» **TASK DESCRIPTION**:
Convert the records below, starting at their first line and ending at the line containing "413 274 L 413", into a JSON list of strings with one string per line and blank lines left out.

» **RECORDS**:
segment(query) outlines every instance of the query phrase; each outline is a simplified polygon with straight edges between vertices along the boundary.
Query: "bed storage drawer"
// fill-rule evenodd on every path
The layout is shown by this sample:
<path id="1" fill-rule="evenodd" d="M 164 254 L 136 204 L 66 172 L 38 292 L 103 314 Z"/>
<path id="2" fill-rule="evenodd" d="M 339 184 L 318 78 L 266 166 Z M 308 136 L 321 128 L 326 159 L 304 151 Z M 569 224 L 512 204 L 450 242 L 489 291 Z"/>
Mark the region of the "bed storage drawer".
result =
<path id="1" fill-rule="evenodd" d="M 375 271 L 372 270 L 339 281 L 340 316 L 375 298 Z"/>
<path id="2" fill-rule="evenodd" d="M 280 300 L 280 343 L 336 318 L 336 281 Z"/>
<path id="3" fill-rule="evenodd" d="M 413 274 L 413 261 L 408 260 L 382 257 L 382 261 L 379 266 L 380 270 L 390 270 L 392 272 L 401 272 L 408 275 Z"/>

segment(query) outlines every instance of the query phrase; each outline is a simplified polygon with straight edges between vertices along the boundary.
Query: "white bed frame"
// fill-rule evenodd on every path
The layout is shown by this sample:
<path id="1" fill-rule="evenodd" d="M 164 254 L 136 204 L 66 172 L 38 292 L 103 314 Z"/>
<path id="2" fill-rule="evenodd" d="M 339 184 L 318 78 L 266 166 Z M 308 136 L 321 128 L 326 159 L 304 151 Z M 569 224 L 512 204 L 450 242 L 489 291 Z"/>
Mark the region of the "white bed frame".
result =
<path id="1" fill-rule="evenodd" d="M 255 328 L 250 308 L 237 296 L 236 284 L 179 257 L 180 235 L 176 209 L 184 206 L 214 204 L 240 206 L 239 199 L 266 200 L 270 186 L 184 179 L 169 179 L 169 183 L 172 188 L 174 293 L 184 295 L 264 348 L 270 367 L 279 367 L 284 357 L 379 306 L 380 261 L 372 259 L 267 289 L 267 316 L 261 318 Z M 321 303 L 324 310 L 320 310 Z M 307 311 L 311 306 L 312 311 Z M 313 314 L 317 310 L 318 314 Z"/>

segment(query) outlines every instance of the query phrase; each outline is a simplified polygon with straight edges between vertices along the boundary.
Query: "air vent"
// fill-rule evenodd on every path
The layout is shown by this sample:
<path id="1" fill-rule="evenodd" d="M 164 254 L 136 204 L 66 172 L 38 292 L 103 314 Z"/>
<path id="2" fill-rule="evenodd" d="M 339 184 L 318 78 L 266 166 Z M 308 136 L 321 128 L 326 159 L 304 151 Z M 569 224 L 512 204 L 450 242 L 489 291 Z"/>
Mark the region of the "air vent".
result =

» **THE RESPONSE**:
[
  "segment(query) outlines every instance of the query phrase; each outline is a simplified polygon with straight edges between vertices along the boundary.",
  "Query: \"bed storage drawer\"",
  "// fill-rule evenodd on every path",
  "The layout is shown by this sample:",
  "<path id=\"1\" fill-rule=\"evenodd\" d=\"M 164 254 L 136 204 L 66 172 L 38 292 L 103 314 Z\"/>",
  "<path id=\"2\" fill-rule=\"evenodd\" d=\"M 339 184 L 318 78 L 266 166 Z M 308 136 L 321 128 L 326 159 L 304 151 Z M 569 224 L 512 204 L 450 242 L 489 291 Z\"/>",
  "Mark the region of the \"bed storage drawer\".",
  "result =",
  "<path id=\"1\" fill-rule=\"evenodd\" d=\"M 375 271 L 372 270 L 339 281 L 340 316 L 375 298 Z\"/>",
  "<path id=\"2\" fill-rule=\"evenodd\" d=\"M 280 300 L 280 343 L 336 318 L 336 281 Z\"/>",
  "<path id=\"3\" fill-rule=\"evenodd\" d=\"M 413 274 L 413 261 L 408 260 L 382 257 L 382 261 L 379 266 L 380 270 L 390 270 L 392 272 L 401 272 L 408 275 Z\"/>"
]